[Opening Working data section]

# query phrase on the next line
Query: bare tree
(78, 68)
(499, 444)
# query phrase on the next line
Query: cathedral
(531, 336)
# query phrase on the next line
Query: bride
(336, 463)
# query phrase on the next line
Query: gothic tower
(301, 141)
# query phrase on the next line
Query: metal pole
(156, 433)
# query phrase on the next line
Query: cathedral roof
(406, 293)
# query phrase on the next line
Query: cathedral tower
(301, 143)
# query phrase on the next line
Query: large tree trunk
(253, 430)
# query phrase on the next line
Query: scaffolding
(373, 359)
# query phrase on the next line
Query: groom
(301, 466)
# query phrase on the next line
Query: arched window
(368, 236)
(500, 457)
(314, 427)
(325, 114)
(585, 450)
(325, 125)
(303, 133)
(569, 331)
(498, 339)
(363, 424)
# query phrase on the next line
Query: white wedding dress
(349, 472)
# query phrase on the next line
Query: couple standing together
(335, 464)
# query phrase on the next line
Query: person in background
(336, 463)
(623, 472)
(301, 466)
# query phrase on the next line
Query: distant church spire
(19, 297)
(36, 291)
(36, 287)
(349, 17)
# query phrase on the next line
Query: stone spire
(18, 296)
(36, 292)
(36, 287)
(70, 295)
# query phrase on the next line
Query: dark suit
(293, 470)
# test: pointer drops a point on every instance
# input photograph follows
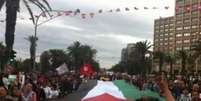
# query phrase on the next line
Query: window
(186, 41)
(187, 27)
(178, 42)
(186, 34)
(171, 24)
(170, 33)
(194, 40)
(178, 48)
(194, 26)
(194, 12)
(186, 21)
(179, 28)
(179, 15)
(156, 40)
(171, 29)
(186, 48)
(194, 33)
(170, 38)
(178, 35)
(179, 22)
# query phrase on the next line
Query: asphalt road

[Closing Working data section]

- [Task to carry out] Could you repeat, exactly and with nothing else, the lines from the one containing "Query: person in background" through the last line of the records above, leaving out the pictures?

- [Result for this exercise]
Query: person in background
(336, 463)
(623, 472)
(301, 466)
# query phrase on the next line
Query: distant church spire
(19, 297)
(36, 291)
(36, 287)
(349, 17)
# query phrase on the next line
Query: stone spire
(18, 296)
(36, 292)
(36, 287)
(70, 295)
# query phrase on the next line
Query: dark suit
(293, 470)
# test: pointer drops a point on every instance
# input photograph follows
# query phrase on the next line
Query: window
(186, 41)
(187, 27)
(178, 42)
(186, 34)
(171, 24)
(170, 33)
(194, 40)
(178, 48)
(194, 26)
(194, 12)
(186, 21)
(179, 28)
(179, 15)
(156, 40)
(171, 29)
(186, 48)
(194, 33)
(170, 38)
(178, 35)
(179, 22)
# query phrase on the next line
Query: asphalt road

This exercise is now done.